▶ **Problem statement**:
Reproduce every one of the following records word for word, omitting the pictures.

* begin *

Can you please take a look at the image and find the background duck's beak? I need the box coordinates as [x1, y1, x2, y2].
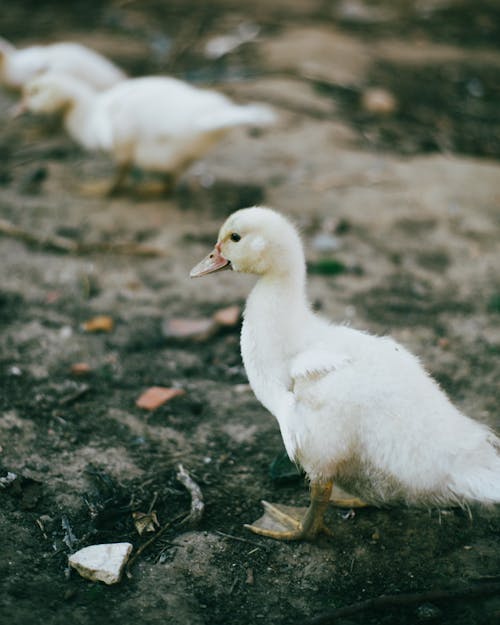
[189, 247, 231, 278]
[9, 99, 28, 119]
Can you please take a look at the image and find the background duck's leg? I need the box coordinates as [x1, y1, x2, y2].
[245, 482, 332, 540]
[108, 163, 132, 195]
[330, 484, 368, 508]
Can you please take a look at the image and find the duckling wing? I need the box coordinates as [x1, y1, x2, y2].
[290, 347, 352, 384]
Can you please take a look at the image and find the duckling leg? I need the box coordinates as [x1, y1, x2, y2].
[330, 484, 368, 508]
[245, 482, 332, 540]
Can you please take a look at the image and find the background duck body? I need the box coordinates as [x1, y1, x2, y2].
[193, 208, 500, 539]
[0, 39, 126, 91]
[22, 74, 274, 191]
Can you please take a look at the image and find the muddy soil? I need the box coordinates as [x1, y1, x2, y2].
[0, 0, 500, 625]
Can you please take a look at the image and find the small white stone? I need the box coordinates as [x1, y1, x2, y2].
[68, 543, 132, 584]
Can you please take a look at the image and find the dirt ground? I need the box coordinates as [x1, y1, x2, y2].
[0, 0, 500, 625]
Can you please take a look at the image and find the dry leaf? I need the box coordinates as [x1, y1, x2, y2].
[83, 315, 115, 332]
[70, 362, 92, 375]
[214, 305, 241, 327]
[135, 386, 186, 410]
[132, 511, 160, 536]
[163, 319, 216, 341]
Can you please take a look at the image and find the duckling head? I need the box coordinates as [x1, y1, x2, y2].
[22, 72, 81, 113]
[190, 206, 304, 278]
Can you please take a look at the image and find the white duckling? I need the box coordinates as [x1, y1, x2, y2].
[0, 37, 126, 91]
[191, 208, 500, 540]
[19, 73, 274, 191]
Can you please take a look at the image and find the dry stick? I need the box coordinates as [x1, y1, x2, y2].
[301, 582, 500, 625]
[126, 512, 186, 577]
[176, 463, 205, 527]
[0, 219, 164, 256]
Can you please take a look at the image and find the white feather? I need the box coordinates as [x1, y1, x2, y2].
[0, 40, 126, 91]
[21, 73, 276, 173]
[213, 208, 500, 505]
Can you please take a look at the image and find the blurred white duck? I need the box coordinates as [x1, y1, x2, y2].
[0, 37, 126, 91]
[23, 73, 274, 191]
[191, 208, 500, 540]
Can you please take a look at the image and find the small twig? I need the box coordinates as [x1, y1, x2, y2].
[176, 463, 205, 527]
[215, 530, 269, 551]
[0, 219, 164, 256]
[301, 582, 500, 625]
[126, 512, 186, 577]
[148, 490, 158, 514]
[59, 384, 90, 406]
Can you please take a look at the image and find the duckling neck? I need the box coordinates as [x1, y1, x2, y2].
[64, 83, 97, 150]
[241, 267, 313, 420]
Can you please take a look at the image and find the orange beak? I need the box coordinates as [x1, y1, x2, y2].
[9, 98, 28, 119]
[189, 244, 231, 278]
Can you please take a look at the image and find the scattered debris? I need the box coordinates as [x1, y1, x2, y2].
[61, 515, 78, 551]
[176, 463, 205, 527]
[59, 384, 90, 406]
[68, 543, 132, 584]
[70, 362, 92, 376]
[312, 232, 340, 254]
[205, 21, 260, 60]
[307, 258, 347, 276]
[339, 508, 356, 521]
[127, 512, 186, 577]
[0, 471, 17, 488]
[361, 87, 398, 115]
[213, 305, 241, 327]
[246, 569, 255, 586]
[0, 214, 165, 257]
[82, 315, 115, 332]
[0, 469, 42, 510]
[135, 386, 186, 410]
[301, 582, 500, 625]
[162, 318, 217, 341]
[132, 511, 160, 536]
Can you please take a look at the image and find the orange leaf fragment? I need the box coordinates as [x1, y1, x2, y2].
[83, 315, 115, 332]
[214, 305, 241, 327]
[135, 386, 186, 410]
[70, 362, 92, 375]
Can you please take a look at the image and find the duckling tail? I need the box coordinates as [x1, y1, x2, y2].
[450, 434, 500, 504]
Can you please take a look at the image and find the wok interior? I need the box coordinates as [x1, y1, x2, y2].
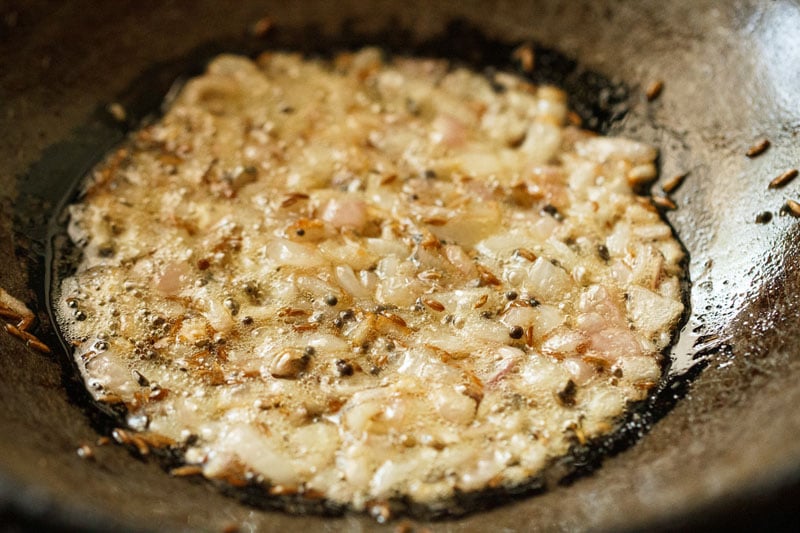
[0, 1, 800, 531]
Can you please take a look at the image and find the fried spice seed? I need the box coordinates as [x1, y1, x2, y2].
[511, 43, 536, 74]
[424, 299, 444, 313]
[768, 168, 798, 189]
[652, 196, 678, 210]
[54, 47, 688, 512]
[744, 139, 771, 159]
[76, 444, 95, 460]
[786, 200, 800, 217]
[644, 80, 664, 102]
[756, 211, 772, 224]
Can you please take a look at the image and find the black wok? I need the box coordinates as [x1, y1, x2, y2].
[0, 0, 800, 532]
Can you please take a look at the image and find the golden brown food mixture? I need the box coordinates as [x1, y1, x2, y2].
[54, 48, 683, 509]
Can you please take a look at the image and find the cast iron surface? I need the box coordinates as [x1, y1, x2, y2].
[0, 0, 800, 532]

* end *

▶ **Output of the exercise**:
Can you please take a look at the image and find the background duck's beak? I need the box coordinates as [x1, y1, x2, y2].
[189, 247, 231, 278]
[9, 99, 28, 119]
Can you please take a look at the image and find the background duck's leg? I need the box coordinates as [x1, y1, x2, y2].
[245, 482, 332, 540]
[108, 163, 132, 195]
[330, 484, 368, 508]
Can you please take a look at the image and find the duckling wing? I need the box coordinates as [x1, y1, x2, y2].
[290, 347, 352, 384]
Can you please take a look at the image and find the duckling leg? I need the box coordinates as [x1, y1, x2, y2].
[330, 484, 368, 508]
[245, 482, 332, 540]
Can you please take a look at the image and find the background duck body? I need the box coordinates as [x1, y1, x2, y2].
[193, 208, 500, 539]
[0, 39, 126, 91]
[22, 74, 274, 191]
Can you please take a look at the image and find the muddy soil? I need the box coordinates as [x1, y1, x2, y2].
[0, 0, 500, 625]
Can you please take a look at the image and find the small white stone? I need the box coordinates as [x1, y1, x2, y2].
[68, 543, 132, 584]
Can you please take a look at the image and find the dirt ground? I need the box coordinates as [x1, y1, x2, y2].
[0, 0, 500, 625]
Can you please take a look at the image and find the dry leaf? I need the box coordinates as [x1, y1, x2, y2].
[83, 315, 115, 332]
[70, 362, 92, 375]
[214, 305, 241, 327]
[135, 386, 186, 410]
[132, 511, 160, 536]
[163, 319, 216, 341]
Can you please take a look at the image and find the duckling head? I need the box coordinates as [x1, y1, x2, y2].
[22, 72, 81, 113]
[190, 206, 304, 278]
Can you please take a look at the image and find the white duckling? I need the box coordinates as [x1, y1, x2, y2].
[0, 37, 126, 91]
[191, 208, 500, 540]
[19, 73, 274, 191]
Can you please take a look at the image and find the dry stick? I need the box coordinates as [x1, y1, x2, y2].
[301, 582, 500, 625]
[126, 512, 186, 577]
[176, 463, 205, 527]
[0, 219, 164, 256]
Can you please take a look at the image and find the white feather? I need the box coordinates as [x1, y1, x2, y2].
[0, 40, 126, 91]
[21, 73, 276, 173]
[213, 208, 500, 505]
Can you please take a look at the image and find the blurred white duck? I need the box coordinates as [x1, y1, x2, y2].
[0, 37, 126, 91]
[23, 73, 274, 191]
[191, 208, 500, 540]
Can you please take a look at the image and find the small twig? I need the box coordinates as [x1, y1, x2, y2].
[176, 463, 205, 527]
[215, 530, 269, 551]
[0, 219, 164, 256]
[301, 582, 500, 625]
[126, 512, 186, 577]
[148, 490, 158, 514]
[59, 384, 90, 406]
Can you please take a look at the image and find the duckling neck? I need the box coordinates as [x1, y1, x2, y2].
[64, 83, 97, 150]
[241, 267, 313, 420]
Can you please take a look at the image and find the orange beak? I need the box coordinates as [x1, y1, x2, y2].
[9, 98, 28, 119]
[189, 244, 231, 278]
Can you please take a look at the image and find the scattered debris? I need the box coordinates as [x1, y1, x2, y2].
[61, 515, 78, 551]
[176, 463, 205, 527]
[59, 384, 90, 406]
[68, 543, 132, 584]
[70, 362, 92, 376]
[312, 232, 340, 254]
[205, 21, 260, 60]
[307, 258, 347, 276]
[339, 508, 356, 521]
[127, 512, 186, 577]
[0, 471, 17, 488]
[361, 87, 398, 115]
[213, 305, 241, 327]
[246, 569, 255, 586]
[0, 214, 165, 257]
[82, 315, 115, 332]
[0, 469, 42, 510]
[135, 386, 186, 410]
[301, 582, 500, 625]
[162, 318, 217, 341]
[132, 511, 160, 536]
Can you please take a look at the image and find the orange leaf fragment? I need the box coordinates as [x1, y1, x2, y2].
[83, 315, 115, 332]
[214, 305, 241, 327]
[135, 386, 186, 410]
[70, 362, 92, 375]
Can you please take a look at the image and find the duckling tail? I need the box coordinates as [x1, y1, x2, y2].
[450, 434, 500, 504]
Can you please take a look at the image and find the wok interior? I need the box coordinates as [x1, y1, x2, y2].
[0, 1, 800, 531]
Can you please take a look at the image and find the fried spice seed? I need the box coordinates as [x1, y1, x2, y2].
[511, 43, 536, 74]
[424, 299, 444, 313]
[768, 168, 798, 189]
[652, 196, 678, 210]
[54, 47, 688, 512]
[744, 139, 771, 159]
[76, 444, 95, 460]
[786, 200, 800, 217]
[644, 80, 664, 102]
[756, 211, 772, 224]
Can you please take a look at the image and find the black wok? I need the box coordinates as [x1, y1, x2, y2].
[0, 0, 800, 532]
Can you please take a look at the image and find the golden brown food mixture? I need the box coordinates as [x1, y1, x2, y2].
[54, 48, 683, 509]
Can you please take a look at the image and find the cast iron surface? I need the box coordinates as [x1, y1, x2, y2].
[0, 0, 800, 532]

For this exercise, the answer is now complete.